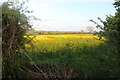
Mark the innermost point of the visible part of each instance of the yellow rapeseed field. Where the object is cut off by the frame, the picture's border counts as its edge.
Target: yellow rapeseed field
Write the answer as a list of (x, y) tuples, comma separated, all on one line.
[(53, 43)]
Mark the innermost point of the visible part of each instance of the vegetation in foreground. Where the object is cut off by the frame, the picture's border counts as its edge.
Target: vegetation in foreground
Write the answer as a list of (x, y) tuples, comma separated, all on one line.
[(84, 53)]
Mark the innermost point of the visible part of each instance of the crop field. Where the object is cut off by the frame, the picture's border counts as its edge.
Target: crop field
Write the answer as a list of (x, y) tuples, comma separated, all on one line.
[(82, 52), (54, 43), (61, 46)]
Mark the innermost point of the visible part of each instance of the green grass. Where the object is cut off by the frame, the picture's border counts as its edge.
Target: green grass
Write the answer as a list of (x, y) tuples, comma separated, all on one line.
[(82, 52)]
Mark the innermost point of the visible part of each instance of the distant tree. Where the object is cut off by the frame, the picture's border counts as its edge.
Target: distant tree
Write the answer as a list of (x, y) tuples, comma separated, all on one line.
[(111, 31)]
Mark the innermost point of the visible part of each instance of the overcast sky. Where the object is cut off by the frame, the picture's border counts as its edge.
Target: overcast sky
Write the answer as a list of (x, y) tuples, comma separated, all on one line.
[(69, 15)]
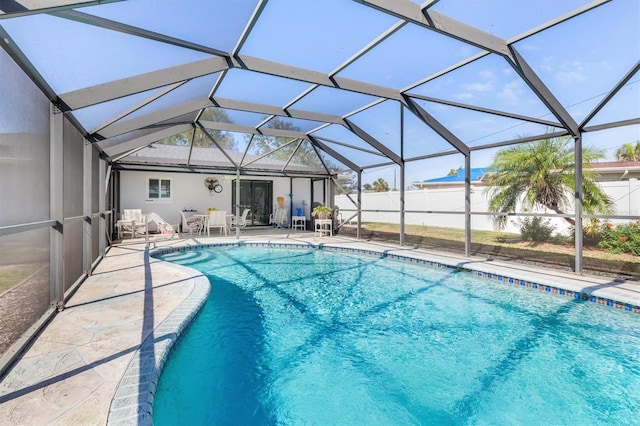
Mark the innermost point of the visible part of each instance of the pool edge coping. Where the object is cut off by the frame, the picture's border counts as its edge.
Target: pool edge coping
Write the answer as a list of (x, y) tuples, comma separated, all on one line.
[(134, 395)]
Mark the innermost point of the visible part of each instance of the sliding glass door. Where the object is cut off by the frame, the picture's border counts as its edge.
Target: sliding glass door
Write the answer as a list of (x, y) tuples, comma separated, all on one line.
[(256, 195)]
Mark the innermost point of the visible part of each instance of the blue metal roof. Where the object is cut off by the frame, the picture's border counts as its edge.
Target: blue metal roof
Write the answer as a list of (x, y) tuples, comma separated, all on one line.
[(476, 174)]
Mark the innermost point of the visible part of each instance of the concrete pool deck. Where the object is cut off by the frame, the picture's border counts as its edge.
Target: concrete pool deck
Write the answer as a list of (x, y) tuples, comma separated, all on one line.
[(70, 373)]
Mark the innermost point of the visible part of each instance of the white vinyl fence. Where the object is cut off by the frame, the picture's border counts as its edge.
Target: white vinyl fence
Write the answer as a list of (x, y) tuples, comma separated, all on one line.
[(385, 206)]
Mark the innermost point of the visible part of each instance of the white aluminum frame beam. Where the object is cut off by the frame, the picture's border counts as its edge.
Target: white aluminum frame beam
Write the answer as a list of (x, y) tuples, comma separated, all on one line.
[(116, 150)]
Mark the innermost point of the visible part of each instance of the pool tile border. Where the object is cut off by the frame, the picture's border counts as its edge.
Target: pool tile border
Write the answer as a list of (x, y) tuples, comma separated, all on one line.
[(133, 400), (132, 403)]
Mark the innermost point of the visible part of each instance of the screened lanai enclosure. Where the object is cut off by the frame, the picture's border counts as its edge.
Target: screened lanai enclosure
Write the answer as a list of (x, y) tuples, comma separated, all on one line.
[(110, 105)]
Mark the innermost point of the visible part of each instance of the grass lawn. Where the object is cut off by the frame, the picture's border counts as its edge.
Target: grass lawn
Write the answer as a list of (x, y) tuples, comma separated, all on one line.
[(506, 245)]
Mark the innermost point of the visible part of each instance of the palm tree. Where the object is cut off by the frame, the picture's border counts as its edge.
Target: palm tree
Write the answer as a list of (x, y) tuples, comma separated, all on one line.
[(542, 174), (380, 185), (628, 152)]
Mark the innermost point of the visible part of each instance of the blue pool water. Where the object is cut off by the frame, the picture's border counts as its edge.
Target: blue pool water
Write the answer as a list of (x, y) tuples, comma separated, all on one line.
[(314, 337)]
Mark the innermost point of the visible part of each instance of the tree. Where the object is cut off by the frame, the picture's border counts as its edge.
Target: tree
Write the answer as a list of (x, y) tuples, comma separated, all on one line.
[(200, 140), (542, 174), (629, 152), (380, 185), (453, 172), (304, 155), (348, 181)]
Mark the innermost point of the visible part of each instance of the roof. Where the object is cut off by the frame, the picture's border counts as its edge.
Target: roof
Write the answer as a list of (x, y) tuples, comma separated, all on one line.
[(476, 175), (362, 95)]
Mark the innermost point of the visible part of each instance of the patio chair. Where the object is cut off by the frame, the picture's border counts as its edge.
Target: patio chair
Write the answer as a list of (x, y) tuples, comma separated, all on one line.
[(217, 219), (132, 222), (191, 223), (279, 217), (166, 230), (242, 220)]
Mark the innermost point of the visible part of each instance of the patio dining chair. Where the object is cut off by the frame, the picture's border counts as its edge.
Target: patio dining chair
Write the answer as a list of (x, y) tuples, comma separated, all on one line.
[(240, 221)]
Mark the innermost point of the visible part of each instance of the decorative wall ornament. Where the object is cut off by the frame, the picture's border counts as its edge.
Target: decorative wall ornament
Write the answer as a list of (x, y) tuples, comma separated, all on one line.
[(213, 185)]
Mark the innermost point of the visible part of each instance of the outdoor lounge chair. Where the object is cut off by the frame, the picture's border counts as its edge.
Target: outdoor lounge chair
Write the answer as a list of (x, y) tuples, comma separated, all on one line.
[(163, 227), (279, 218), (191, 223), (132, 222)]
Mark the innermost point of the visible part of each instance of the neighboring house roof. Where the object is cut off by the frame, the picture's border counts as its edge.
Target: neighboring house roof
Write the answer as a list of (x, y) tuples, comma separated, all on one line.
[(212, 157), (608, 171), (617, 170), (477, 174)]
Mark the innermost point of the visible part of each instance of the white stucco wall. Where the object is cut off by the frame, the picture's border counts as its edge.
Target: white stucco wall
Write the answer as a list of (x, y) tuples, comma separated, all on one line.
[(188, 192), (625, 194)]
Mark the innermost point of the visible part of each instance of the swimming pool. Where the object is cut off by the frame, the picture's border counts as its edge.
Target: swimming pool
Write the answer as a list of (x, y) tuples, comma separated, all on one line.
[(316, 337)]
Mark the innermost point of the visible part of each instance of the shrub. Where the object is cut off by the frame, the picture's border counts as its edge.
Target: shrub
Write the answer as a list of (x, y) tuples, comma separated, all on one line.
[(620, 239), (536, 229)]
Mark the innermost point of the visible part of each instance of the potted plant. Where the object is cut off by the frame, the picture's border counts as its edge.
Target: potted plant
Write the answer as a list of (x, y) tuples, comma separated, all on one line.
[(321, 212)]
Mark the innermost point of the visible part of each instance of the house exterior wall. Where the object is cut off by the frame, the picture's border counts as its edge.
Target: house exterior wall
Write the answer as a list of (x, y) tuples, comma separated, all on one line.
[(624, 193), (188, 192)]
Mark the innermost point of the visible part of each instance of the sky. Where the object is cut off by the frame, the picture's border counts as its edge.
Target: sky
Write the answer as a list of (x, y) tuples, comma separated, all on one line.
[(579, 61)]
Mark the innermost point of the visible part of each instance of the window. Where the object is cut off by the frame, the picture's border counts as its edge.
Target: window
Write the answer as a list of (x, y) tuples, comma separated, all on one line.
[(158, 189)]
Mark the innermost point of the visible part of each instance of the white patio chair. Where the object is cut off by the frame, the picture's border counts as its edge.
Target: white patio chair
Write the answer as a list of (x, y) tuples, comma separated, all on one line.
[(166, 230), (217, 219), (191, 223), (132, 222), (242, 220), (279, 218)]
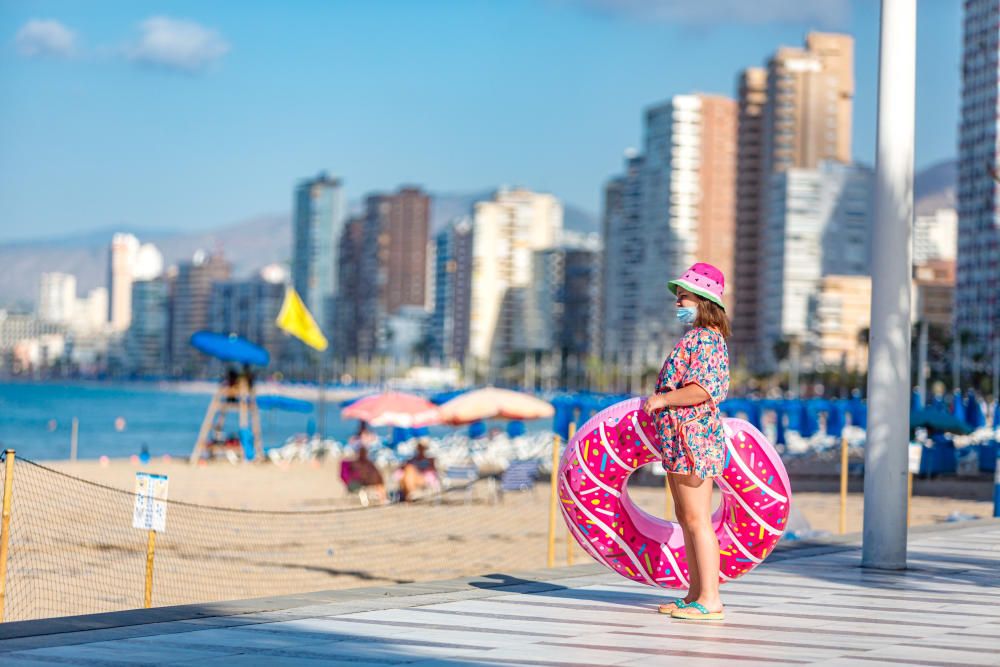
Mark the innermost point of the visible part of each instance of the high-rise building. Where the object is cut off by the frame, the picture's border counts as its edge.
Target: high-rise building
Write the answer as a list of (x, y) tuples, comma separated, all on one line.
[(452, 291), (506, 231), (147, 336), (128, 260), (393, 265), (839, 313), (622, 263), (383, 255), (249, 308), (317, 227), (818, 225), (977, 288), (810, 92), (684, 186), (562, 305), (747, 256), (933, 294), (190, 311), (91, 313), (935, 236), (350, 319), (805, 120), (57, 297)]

> [WHAT IS NEEDED]
Rewrite the rows above from the first row through the line containing "Target: yellow rapeseed field", changing "innermost point" to "most central point" and keeping everything else the same. Leave out the pictures.

> [SOLUTION FOR THIS TASK]
Mark the most central point of the visible part of each instance of the yellow rapeseed field. Where the object is cut off by the frame, the picture's border counts as its edge.
Target: yellow rapeseed field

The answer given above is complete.